■ **Description of the task**
Nothing in the records should differ when they are repeated. Restate them word for word.

■ **Data**
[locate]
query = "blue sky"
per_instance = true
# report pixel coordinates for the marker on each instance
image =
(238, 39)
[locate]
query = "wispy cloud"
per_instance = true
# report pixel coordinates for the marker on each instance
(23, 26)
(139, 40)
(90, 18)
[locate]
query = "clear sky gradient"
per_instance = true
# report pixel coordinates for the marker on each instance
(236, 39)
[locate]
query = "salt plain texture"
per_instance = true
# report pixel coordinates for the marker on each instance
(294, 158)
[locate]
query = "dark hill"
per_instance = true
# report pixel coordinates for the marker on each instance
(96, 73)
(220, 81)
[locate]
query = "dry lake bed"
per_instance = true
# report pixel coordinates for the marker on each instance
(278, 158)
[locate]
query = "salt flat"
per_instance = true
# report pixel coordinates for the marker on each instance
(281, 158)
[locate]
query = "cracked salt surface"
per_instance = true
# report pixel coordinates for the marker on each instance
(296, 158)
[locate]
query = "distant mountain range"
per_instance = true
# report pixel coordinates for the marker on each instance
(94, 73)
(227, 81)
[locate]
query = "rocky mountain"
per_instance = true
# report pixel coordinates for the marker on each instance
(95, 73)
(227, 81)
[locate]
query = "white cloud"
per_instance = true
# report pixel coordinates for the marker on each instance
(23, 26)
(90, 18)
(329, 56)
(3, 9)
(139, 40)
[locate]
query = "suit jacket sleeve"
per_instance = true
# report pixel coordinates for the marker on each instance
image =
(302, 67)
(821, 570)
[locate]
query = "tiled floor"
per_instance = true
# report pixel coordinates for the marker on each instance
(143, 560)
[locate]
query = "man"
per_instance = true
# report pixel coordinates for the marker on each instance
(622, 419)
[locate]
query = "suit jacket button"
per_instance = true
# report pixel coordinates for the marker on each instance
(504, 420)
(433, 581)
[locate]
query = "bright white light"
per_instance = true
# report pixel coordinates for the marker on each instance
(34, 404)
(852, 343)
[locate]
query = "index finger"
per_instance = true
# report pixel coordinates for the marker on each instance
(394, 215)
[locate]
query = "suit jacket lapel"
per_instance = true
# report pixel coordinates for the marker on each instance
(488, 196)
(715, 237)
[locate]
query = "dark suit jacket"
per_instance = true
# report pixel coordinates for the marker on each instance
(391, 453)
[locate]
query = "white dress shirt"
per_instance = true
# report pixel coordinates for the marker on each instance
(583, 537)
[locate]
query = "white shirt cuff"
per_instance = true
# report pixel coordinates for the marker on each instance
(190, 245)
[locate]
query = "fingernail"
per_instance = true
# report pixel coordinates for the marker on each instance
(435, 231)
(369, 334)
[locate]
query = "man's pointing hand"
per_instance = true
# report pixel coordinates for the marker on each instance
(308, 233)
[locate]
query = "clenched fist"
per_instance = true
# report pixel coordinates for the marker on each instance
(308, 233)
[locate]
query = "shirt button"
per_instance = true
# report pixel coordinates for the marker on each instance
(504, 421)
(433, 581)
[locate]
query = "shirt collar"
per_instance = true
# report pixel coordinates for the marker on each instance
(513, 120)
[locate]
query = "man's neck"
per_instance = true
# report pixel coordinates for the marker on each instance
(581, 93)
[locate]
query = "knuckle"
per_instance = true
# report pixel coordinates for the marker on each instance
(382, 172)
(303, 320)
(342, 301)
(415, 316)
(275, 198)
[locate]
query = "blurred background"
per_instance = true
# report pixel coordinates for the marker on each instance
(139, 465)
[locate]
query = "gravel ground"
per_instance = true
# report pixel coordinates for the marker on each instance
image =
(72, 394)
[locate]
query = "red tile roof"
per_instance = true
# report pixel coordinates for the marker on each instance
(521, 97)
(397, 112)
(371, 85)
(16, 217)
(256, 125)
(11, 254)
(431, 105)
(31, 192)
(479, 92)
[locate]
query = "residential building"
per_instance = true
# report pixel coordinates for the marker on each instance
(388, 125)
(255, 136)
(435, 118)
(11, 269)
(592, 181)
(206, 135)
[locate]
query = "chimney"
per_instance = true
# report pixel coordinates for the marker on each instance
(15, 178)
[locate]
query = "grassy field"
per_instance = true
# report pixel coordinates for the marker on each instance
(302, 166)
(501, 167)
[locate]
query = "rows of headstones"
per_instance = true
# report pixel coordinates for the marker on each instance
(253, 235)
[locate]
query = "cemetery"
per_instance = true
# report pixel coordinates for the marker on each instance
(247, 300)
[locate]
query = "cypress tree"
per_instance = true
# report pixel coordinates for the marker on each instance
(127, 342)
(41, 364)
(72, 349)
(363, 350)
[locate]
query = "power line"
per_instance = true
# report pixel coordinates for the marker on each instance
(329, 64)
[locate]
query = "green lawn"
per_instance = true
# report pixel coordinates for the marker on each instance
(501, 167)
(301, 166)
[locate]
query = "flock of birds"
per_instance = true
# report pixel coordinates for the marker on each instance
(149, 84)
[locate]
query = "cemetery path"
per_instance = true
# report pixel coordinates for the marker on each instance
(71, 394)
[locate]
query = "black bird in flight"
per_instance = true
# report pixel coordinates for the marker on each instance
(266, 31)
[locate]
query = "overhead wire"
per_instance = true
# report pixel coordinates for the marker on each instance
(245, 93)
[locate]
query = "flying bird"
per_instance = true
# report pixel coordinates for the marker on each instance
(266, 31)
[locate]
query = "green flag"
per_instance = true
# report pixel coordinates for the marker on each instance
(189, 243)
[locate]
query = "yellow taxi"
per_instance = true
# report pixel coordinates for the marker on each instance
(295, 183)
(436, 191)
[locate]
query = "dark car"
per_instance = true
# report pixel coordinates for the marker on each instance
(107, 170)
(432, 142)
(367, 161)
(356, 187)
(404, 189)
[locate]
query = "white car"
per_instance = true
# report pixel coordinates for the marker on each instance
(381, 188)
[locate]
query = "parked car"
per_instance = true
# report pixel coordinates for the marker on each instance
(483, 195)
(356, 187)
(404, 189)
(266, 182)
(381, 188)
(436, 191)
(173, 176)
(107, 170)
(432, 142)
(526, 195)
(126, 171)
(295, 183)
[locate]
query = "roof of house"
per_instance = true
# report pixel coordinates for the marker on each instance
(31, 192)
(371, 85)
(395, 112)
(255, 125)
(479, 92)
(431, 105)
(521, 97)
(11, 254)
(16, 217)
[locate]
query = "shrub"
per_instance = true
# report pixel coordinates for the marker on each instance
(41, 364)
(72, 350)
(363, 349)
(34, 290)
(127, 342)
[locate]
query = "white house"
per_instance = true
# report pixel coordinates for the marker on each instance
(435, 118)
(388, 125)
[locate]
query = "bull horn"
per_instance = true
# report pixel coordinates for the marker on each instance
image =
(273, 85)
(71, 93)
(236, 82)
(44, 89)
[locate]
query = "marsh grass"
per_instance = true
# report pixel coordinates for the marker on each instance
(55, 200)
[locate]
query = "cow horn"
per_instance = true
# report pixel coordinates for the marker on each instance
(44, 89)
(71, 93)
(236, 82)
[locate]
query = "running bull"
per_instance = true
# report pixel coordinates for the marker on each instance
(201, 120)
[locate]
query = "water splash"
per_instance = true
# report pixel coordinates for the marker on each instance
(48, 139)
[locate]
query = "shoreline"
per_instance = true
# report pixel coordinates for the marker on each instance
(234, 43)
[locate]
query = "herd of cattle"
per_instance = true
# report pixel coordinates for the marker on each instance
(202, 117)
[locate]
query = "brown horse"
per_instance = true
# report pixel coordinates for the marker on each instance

■ **Task response**
[locate]
query = "blue sky"
per_instance = true
# report pixel coordinates for the marker on each instance
image =
(238, 39)
[locate]
query = "wispy cloud"
per_instance = true
# report pixel coordinates for the marker on each instance
(23, 26)
(139, 40)
(90, 18)
[locate]
query = "clear sky gradient"
per_instance = true
# report pixel coordinates for the marker on each instance
(236, 39)
[locate]
query = "salt plain texture"
per_instance = true
# report pixel coordinates for the marker on each instance
(294, 158)
[locate]
query = "dark hill"
per_instance = true
# report pixel coordinates for the marker on each instance
(96, 73)
(220, 81)
[locate]
query = "dry lake bed"
per_instance = true
# report pixel coordinates for the marker on each instance
(278, 158)
[locate]
query = "salt flat"
per_instance = true
# report pixel coordinates for the marker on each instance
(281, 158)
[locate]
query = "cracked salt surface"
per_instance = true
# report pixel coordinates for the marker on each instance
(296, 158)
[locate]
query = "distant mountain range"
per_instance = true
# report pixel coordinates for the marker on each instance
(94, 73)
(227, 81)
[locate]
query = "rocky mountain"
per_instance = true
# report pixel coordinates for the marker on each instance
(95, 73)
(227, 81)
[locate]
query = "white cloud"
per_instance = true
# report pixel coordinates for the marker on each instance
(23, 26)
(90, 18)
(329, 56)
(3, 9)
(139, 40)
[locate]
query = "suit jacket sleeve"
per_instance = true
# report pixel coordinates for the marker on each instance
image =
(302, 67)
(821, 570)
[locate]
query = "tiled floor"
per_instance = true
# report pixel coordinates for the marker on each instance
(143, 560)
[locate]
query = "man"
per_instance = true
# report pixel coordinates for the marker on each instance
(622, 419)
[locate]
query = "suit jacket button"
per_instance = true
# report pixel coordinates for the marker on each instance
(504, 420)
(433, 581)
[locate]
query = "bright white light"
per_instance = true
# report pixel coordinates for the marker on each instance
(34, 404)
(852, 343)
[locate]
query = "index finger"
per_instance = true
# report pixel coordinates for the marker on each instance
(394, 215)
[locate]
query = "suit jacket lapel"
per_instance = true
# report pixel coordinates for the marker on each instance
(488, 196)
(715, 237)
[locate]
query = "dark suit jacket"
per_instance = true
# report pixel coordinates for the marker on each instance
(391, 453)
[locate]
query = "white dress shirt"
per_instance = true
# report pixel coordinates for the marker on each instance
(583, 537)
[locate]
query = "white shirt cuff"
per_instance = true
# report pixel coordinates for the marker on each instance
(190, 245)
[locate]
query = "fingernail"
per_instance = true
# report pixel coordinates for the marker on each instance
(435, 231)
(369, 334)
[locate]
query = "man's pointing hand"
per_instance = true
# report pixel coordinates for the marker on each instance
(308, 233)
[locate]
query = "clenched fist"
per_instance = true
# report pixel coordinates for the marker on each instance
(308, 233)
[locate]
query = "shirt button"
per_instance = true
# report pixel coordinates for the marker on each instance
(504, 421)
(433, 581)
[locate]
query = "shirt collar"
per_instance = true
# report pixel coordinates for the marker on each instance
(513, 120)
[locate]
query = "man's neck"
per_instance = true
# report pixel coordinates for the marker on each instance
(581, 93)
[locate]
query = "knuckle"
per_instance = true
# report pixel coordinates for the marker on each instance
(382, 172)
(303, 320)
(342, 301)
(415, 316)
(275, 198)
[locate]
query = "blurred background"
per_instance = true
# report pixel coordinates for the marker on each instance
(139, 465)
[locate]
query = "gravel ground"
per_instance = true
# report pixel coordinates for the marker on each instance
image =
(72, 394)
[locate]
query = "red tile roof"
per_instance = true
# report pixel coordinates for the marker on each instance
(521, 97)
(397, 112)
(371, 85)
(16, 217)
(256, 125)
(11, 254)
(431, 105)
(31, 192)
(479, 92)
[locate]
query = "residential building"
per_instance = true
# report pixel coordinates for the marker on each instance
(388, 125)
(255, 136)
(435, 118)
(11, 269)
(592, 181)
(206, 135)
[locate]
query = "chimney"
per_instance = true
# report pixel coordinates for the marker on each instance
(15, 178)
[locate]
query = "grassy field"
per_instance = true
# report pixel coordinates for the marker on each instance
(302, 166)
(501, 167)
[locate]
query = "rows of headstones"
per_instance = true
# report pixel coordinates for the marker on each instance
(253, 235)
[locate]
query = "cemetery"
per_instance = true
# report pixel coordinates for the marker on each instance
(247, 300)
[locate]
query = "cypress tree"
per_instance = true
# report pixel coordinates for the marker on each instance
(127, 342)
(41, 364)
(72, 349)
(363, 350)
[locate]
query = "power line"
per_instance = true
# report pixel coordinates for the marker on each instance
(329, 64)
[locate]
query = "green lawn"
per_instance = true
# report pixel coordinates for the marker on each instance
(501, 167)
(301, 166)
[locate]
query = "flock of birds"
per_instance = true
# report pixel coordinates for the marker on each instance
(149, 84)
[locate]
query = "cemetery path"
per_instance = true
# report pixel coordinates for the marker on each instance
(71, 394)
[locate]
query = "black bird in flight"
per_instance = true
# report pixel coordinates for the marker on each instance
(266, 31)
[locate]
query = "overhead wire"
per_instance = true
# report pixel coordinates for the marker on each instance
(245, 93)
[locate]
query = "flying bird"
per_instance = true
# report pixel coordinates for the marker on each instance
(266, 31)
[locate]
query = "green flag"
per_instance = true
# report pixel coordinates for the marker on each instance
(189, 243)
[locate]
query = "yellow taxi"
per_instance = true
# report pixel coordinates for the marker on each instance
(295, 183)
(436, 191)
[locate]
query = "dark car"
per_instance = true
# report pixel coordinates for the marker on each instance
(107, 170)
(432, 142)
(367, 161)
(356, 187)
(404, 189)
[locate]
query = "white car"
per_instance = true
# report pixel coordinates for the marker on each instance
(381, 188)
[locate]
query = "parked car"
per_instance = true
# report pixel coordinates for the marker on each instance
(483, 195)
(356, 187)
(404, 189)
(266, 182)
(381, 188)
(436, 191)
(173, 176)
(107, 170)
(432, 142)
(526, 195)
(126, 171)
(295, 183)
[locate]
query = "roof of house"
per_instance = true
# report pixel coordinates for the marker on each instance
(31, 192)
(371, 85)
(395, 112)
(255, 125)
(479, 92)
(431, 105)
(521, 97)
(11, 254)
(16, 217)
[locate]
query = "shrub"
per_instance = true
# report pixel coordinates for the marker on each instance
(41, 364)
(72, 350)
(363, 349)
(34, 290)
(127, 342)
[locate]
query = "white house"
per_instance = true
# report pixel coordinates for the marker on each instance
(435, 118)
(388, 125)
[locate]
query = "bull horn"
per_instance = true
# report pixel coordinates for the marker on each instance
image =
(273, 85)
(71, 93)
(236, 82)
(44, 89)
[locate]
query = "marsh grass"
per_instance = true
# report pixel coordinates for the marker on each instance
(55, 200)
[locate]
query = "cow horn"
per_instance = true
# report pixel coordinates for the marker on each instance
(44, 89)
(71, 93)
(236, 82)
[locate]
query = "running bull"
per_instance = true
# report pixel coordinates for the marker on each instance
(201, 120)
[locate]
query = "water splash"
per_instance = true
# report pixel coordinates for the marker on each instance
(48, 139)
[locate]
query = "shoreline"
per_instance = true
# report pixel coordinates for the marker on each instance
(234, 43)
[locate]
query = "herd of cattle"
per_instance = true
# report pixel coordinates for the marker on each instance
(202, 117)
[locate]
query = "brown horse"
per_instance = true
# report pixel coordinates for the marker on each instance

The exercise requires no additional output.